Exercise goal: Count the lines in the records below that contain the string "instance", and reply with that number alone.
-- START OF Given data --
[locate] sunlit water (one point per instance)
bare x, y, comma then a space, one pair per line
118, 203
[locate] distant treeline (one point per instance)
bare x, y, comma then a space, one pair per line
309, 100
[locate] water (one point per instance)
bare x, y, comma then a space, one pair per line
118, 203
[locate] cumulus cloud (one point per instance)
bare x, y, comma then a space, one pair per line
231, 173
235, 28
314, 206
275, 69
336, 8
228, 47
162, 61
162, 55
-- END OF Given data --
-- START OF Given data --
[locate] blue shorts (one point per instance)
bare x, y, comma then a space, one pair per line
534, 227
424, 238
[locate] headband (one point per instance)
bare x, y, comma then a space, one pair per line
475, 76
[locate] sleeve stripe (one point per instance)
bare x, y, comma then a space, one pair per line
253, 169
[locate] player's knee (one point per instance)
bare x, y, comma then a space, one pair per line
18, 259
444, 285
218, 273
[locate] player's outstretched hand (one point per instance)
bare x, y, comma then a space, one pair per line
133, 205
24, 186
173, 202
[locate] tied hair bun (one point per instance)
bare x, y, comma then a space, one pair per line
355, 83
-- END OF Given data --
Solution for this exercise: 10